Entries supplied
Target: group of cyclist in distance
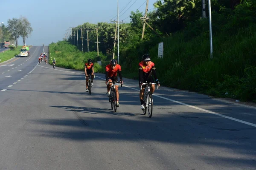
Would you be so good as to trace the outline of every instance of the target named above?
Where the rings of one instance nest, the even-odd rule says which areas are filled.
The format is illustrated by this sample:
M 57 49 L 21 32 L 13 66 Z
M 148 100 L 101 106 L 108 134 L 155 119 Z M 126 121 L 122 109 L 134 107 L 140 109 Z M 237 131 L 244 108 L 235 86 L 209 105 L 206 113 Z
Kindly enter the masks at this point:
M 93 61 L 91 59 L 88 60 L 88 62 L 84 65 L 84 72 L 85 73 L 85 78 L 86 79 L 86 91 L 88 92 L 88 80 L 89 79 L 89 75 L 91 75 L 92 85 L 93 85 L 93 78 L 94 75 L 94 65 L 93 63 Z M 110 61 L 109 65 L 106 66 L 105 69 L 105 78 L 106 81 L 105 83 L 107 86 L 107 96 L 108 97 L 110 96 L 110 90 L 111 88 L 111 82 L 117 82 L 117 73 L 119 74 L 120 78 L 120 82 L 122 85 L 123 81 L 122 75 L 122 68 L 121 65 L 117 64 L 117 61 L 115 59 L 112 59 Z M 143 83 L 147 82 L 148 83 L 154 83 L 154 80 L 152 75 L 154 76 L 155 81 L 158 86 L 160 86 L 160 83 L 157 76 L 156 68 L 155 65 L 150 59 L 150 56 L 149 54 L 146 54 L 142 57 L 142 60 L 139 63 L 139 85 L 140 88 L 142 87 L 140 91 L 140 108 L 144 110 L 145 107 L 143 104 L 143 96 L 145 91 L 145 85 L 143 85 Z M 120 106 L 119 104 L 119 93 L 118 92 L 119 84 L 115 84 L 115 90 L 116 92 L 116 106 Z M 153 94 L 155 90 L 155 85 L 151 84 L 150 92 Z M 151 101 L 149 101 L 149 102 Z

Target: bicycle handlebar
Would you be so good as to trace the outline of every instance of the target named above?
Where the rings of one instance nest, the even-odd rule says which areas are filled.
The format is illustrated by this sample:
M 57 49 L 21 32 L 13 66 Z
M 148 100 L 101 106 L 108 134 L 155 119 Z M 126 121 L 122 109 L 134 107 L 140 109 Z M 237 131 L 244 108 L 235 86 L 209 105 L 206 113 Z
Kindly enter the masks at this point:
M 156 83 L 155 82 L 147 82 L 147 83 L 145 83 L 145 82 L 143 82 L 143 83 L 142 83 L 142 85 L 145 85 L 146 84 L 150 84 L 150 85 L 157 85 L 157 83 Z M 157 85 L 157 89 L 158 90 L 158 88 L 159 88 L 159 87 L 158 86 L 158 85 Z M 140 86 L 140 90 L 141 90 L 142 89 L 142 85 Z
M 108 85 L 109 85 L 109 84 L 110 84 L 110 83 L 113 83 L 114 84 L 116 84 L 116 83 L 120 83 L 120 82 L 108 82 Z M 121 84 L 121 87 L 122 87 L 122 84 Z

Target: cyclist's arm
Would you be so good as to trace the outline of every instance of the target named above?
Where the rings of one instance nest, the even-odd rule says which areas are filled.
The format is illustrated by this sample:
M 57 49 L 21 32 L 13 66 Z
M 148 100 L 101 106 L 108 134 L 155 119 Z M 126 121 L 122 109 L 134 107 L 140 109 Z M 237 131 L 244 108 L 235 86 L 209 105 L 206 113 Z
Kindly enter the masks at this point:
M 87 68 L 86 67 L 84 67 L 84 73 L 85 73 L 85 75 L 87 74 Z
M 157 80 L 157 71 L 156 70 L 156 68 L 154 66 L 152 68 L 152 73 L 153 75 L 155 78 L 155 79 Z
M 120 79 L 122 80 L 122 71 L 118 71 L 118 74 L 119 74 L 119 77 L 120 77 Z
M 106 71 L 106 81 L 108 81 L 108 71 Z
M 94 75 L 94 65 L 92 67 L 92 71 L 93 71 L 93 74 Z
M 142 82 L 142 68 L 141 67 L 139 68 L 139 81 L 140 82 Z

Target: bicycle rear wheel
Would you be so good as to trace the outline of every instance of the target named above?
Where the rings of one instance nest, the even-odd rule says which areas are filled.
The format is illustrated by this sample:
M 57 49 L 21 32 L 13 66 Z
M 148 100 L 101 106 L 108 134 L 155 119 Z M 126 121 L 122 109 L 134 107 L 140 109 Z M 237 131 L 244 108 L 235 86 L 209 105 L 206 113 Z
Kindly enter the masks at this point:
M 151 103 L 148 103 L 148 116 L 151 117 L 153 114 L 153 99 L 152 94 L 150 92 L 148 93 L 148 100 L 151 101 Z
M 91 94 L 91 81 L 89 80 L 88 81 L 88 88 L 89 90 L 89 94 Z
M 146 89 L 145 89 L 145 91 L 146 91 Z M 144 114 L 144 115 L 145 115 L 146 113 L 147 113 L 147 107 L 146 107 L 146 104 L 147 103 L 147 95 L 148 95 L 148 92 L 144 91 L 144 93 L 143 94 L 143 102 L 144 102 L 144 107 L 145 107 L 145 109 L 143 110 L 143 113 Z
M 116 102 L 117 101 L 116 101 L 116 91 L 114 91 L 113 95 L 113 103 L 114 105 L 114 110 L 115 112 L 116 111 Z

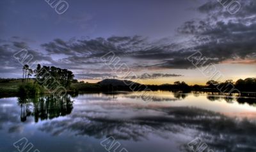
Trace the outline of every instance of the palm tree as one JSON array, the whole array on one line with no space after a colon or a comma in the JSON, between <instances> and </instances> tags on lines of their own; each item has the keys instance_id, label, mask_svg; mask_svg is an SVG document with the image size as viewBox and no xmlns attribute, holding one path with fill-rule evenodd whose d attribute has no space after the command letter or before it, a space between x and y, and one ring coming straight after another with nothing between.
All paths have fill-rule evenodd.
<instances>
[{"instance_id":1,"label":"palm tree","mask_svg":"<svg viewBox=\"0 0 256 152\"><path fill-rule=\"evenodd\" d=\"M25 65L23 66L23 84L26 83L26 80L27 79L27 74L29 70L29 66L28 65Z\"/></svg>"}]
</instances>

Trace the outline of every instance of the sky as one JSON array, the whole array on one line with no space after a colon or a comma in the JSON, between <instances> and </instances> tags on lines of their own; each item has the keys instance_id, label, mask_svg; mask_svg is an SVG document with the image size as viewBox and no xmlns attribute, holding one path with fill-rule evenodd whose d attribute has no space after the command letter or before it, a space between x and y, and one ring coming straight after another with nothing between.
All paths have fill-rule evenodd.
<instances>
[{"instance_id":1,"label":"sky","mask_svg":"<svg viewBox=\"0 0 256 152\"><path fill-rule=\"evenodd\" d=\"M14 55L22 50L33 56L31 66L67 68L89 82L192 85L256 77L254 0L230 7L217 0L63 1L61 14L47 1L0 1L0 77L22 77L24 63Z\"/></svg>"}]
</instances>

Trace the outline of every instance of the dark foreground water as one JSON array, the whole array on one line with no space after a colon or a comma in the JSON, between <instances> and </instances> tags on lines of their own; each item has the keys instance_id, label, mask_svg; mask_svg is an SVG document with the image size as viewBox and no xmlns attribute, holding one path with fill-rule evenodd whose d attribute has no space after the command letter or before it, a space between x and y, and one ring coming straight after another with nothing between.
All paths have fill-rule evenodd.
<instances>
[{"instance_id":1,"label":"dark foreground water","mask_svg":"<svg viewBox=\"0 0 256 152\"><path fill-rule=\"evenodd\" d=\"M193 151L188 143L196 138L211 152L256 151L255 98L150 96L151 102L138 93L1 98L0 151ZM115 141L104 141L109 137Z\"/></svg>"}]
</instances>

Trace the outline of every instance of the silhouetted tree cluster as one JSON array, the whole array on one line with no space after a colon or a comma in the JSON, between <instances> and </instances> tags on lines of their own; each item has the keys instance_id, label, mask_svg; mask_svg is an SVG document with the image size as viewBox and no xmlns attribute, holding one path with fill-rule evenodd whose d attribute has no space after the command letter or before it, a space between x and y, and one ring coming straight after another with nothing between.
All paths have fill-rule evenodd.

What is needed
Quote the whole listing above word for word, leaving out the pictures.

Expected answer
Target: group of cyclist in distance
Would you be so good as to trace the outline of every instance of the target named above?
Where the rings of one instance nest, the even-odd rule says which areas are filled.
The format is illustrated by this sample:
M 57 49 L 21 32 L 13 66 Z
M 148 100 L 101 106 L 108 134 L 155 119 Z M 126 121 L 122 109 L 134 107 L 140 109 Z M 237 131 L 244 108 L 235 86 L 209 105 L 206 113 Z
Kindly enter the masks at this point:
M 93 61 L 91 59 L 88 60 L 88 62 L 84 65 L 84 72 L 85 73 L 85 78 L 86 79 L 86 91 L 88 92 L 88 80 L 89 79 L 89 75 L 91 75 L 92 85 L 93 85 L 93 78 L 94 75 L 94 65 L 93 63 Z M 110 61 L 109 65 L 106 66 L 105 69 L 105 78 L 106 81 L 105 83 L 107 86 L 107 96 L 108 97 L 110 96 L 110 90 L 111 88 L 111 82 L 117 82 L 117 73 L 119 74 L 120 78 L 120 82 L 122 85 L 123 81 L 122 75 L 122 68 L 121 65 L 117 64 L 117 61 L 115 59 L 112 59 Z M 143 83 L 147 82 L 148 83 L 154 83 L 154 80 L 152 75 L 154 76 L 155 81 L 158 86 L 160 86 L 160 83 L 157 76 L 156 68 L 155 65 L 150 59 L 150 56 L 149 54 L 146 54 L 142 57 L 142 60 L 139 63 L 139 85 L 140 88 L 142 87 L 140 91 L 140 108 L 144 110 L 145 107 L 143 104 L 143 96 L 145 91 L 145 85 L 143 85 Z M 120 106 L 119 104 L 119 93 L 118 92 L 119 84 L 115 84 L 115 90 L 116 92 L 116 106 Z M 153 94 L 155 90 L 155 85 L 151 84 L 150 92 Z M 151 101 L 149 101 L 149 102 Z

Target: bicycle handlebar
Would you be so good as to trace the outline of every instance of the target named above?
Where the rings of one instance nest, the even-odd rule says which areas are filled.
The format is illustrated by this sample:
M 57 49 L 21 32 L 13 66 Z
M 148 100 L 101 106 L 108 134 L 155 119 Z M 126 121 L 122 109 L 134 107 L 140 109 Z M 237 131 L 244 108 L 235 86 L 209 105 L 206 113 Z
Kindly enter the masks at this point:
M 156 83 L 155 82 L 147 82 L 147 83 L 145 83 L 145 82 L 143 82 L 143 83 L 142 83 L 142 85 L 145 85 L 146 84 L 150 84 L 150 85 L 157 85 L 157 83 Z M 157 85 L 157 89 L 158 90 L 158 88 L 159 88 L 159 87 L 158 86 L 158 85 Z M 140 86 L 140 90 L 141 90 L 142 89 L 142 85 Z
M 108 85 L 109 85 L 109 84 L 110 84 L 110 83 L 113 83 L 114 84 L 116 84 L 116 83 L 120 83 L 120 82 L 108 82 Z M 121 84 L 121 87 L 122 87 L 122 84 Z

Target: cyclist's arm
Would you be so good as to trace the outline of every instance of the target named above?
Where the rings of one instance nest, the even-odd rule says which areas are filled.
The format is illustrated by this sample:
M 57 49 L 21 32 L 13 66 Z
M 148 100 L 101 106 L 108 134 L 155 119 Z M 126 121 L 122 109 L 134 107 L 140 109 Z M 237 131 L 244 108 L 235 86 L 209 105 L 206 113 Z
Kindly enter the masks at this point:
M 87 68 L 86 67 L 84 67 L 84 73 L 85 73 L 85 75 L 87 74 Z
M 157 80 L 157 71 L 156 70 L 156 68 L 154 66 L 152 68 L 152 73 L 153 75 L 155 78 L 155 79 Z
M 120 79 L 122 80 L 122 71 L 118 71 L 118 74 L 119 74 L 119 77 L 120 77 Z
M 106 71 L 106 81 L 108 81 L 108 71 Z
M 94 75 L 94 65 L 92 67 L 92 71 L 93 71 L 93 74 Z
M 142 82 L 142 68 L 141 67 L 139 68 L 139 81 L 140 82 Z

Target: bicycle rear wheel
Would you be so good as to trace the outline of every instance of the target named above?
Where the rings of one instance nest, the even-odd rule says which areas are filled.
The format is illustrated by this sample:
M 57 49 L 21 32 L 13 66 Z
M 148 100 L 101 106 L 108 134 L 155 119 Z M 126 121 L 122 109 L 134 107 L 140 109 Z M 237 131 L 244 108 L 235 86 L 209 105 L 206 113 Z
Kindly enter the masks at this point:
M 151 103 L 148 103 L 148 116 L 151 117 L 153 114 L 153 99 L 152 94 L 150 92 L 148 93 L 148 100 L 151 101 Z
M 91 94 L 91 81 L 89 80 L 88 81 L 88 88 L 89 90 L 89 94 Z
M 146 89 L 145 89 L 145 91 L 146 91 Z M 144 114 L 144 115 L 145 115 L 146 113 L 147 113 L 147 107 L 146 107 L 146 104 L 147 103 L 147 95 L 148 95 L 148 92 L 144 91 L 144 93 L 143 94 L 143 102 L 144 102 L 144 107 L 145 107 L 145 109 L 143 110 L 143 113 Z
M 116 102 L 117 101 L 116 101 L 116 91 L 114 91 L 113 95 L 113 103 L 114 105 L 114 110 L 115 112 L 116 111 Z

Trace the outline of every instance of the palm tree as one JSON array, the whole array on one line with no space after a colon or a comma in the JSON, between <instances> and </instances> tags on lines of their own; each item has the keys instance_id, label, mask_svg; mask_svg is an SVG document with the image size as viewBox and no xmlns attribute, holding one path with fill-rule evenodd whose d attribute has no space after the command letter or before it, a space between x and y, and one ring coming straight after another with nothing between.
All paths have fill-rule evenodd.
<instances>
[{"instance_id":1,"label":"palm tree","mask_svg":"<svg viewBox=\"0 0 256 152\"><path fill-rule=\"evenodd\" d=\"M25 65L23 66L23 84L26 83L26 80L27 79L27 74L29 70L29 66L28 65Z\"/></svg>"}]
</instances>

Trace the outline of every instance of the sky as one JSON array, the whole array on one line with no space after a colon or a comma in the JSON, between <instances> and </instances> tags on lines of their own; each item has the keys instance_id, label, mask_svg; mask_svg is an SVG document with the image size as viewBox and no xmlns attribute, holding one path with fill-rule evenodd whose d attribute has no space after the command letter or before it, a space between x and y, and one ring coming straight after another with nothing between.
All paths have fill-rule evenodd.
<instances>
[{"instance_id":1,"label":"sky","mask_svg":"<svg viewBox=\"0 0 256 152\"><path fill-rule=\"evenodd\" d=\"M14 55L22 50L33 56L31 66L67 68L89 82L192 85L256 77L254 0L230 7L217 0L63 1L61 14L47 1L0 1L0 77L22 77L24 63Z\"/></svg>"}]
</instances>

Trace the outline of every instance of the dark foreground water as one JSON array, the whole array on one line with no space after a colon or a comma in the JSON, between <instances> and </instances> tags on lines of their own; each item has the keys instance_id, label, mask_svg; mask_svg is an SVG document with the image size as viewBox and no xmlns attribute, holding one path with fill-rule evenodd whose d attribute has no space after the command letter or before it, a space between x and y, and one ring coming straight after another with nothing between.
All paths have fill-rule evenodd.
<instances>
[{"instance_id":1,"label":"dark foreground water","mask_svg":"<svg viewBox=\"0 0 256 152\"><path fill-rule=\"evenodd\" d=\"M193 151L188 143L196 138L211 152L256 151L255 98L150 96L151 102L138 93L1 98L0 151ZM115 141L104 141L109 137Z\"/></svg>"}]
</instances>

Trace the outline of every instance of the silhouetted tree cluster as one JSON array, the whole array on one line with no space after a colon or a comma in the JSON, between <instances> and </instances> tags on lines of their own; each item has the keys instance_id, label, mask_svg; mask_svg is an SVG document with the image size as viewBox and no xmlns attribute, holding one path with fill-rule evenodd whose d attribute has no space after the command letter or before it, a space between x and y, and one ring coming straight after another with nothing between.
All paths have fill-rule evenodd.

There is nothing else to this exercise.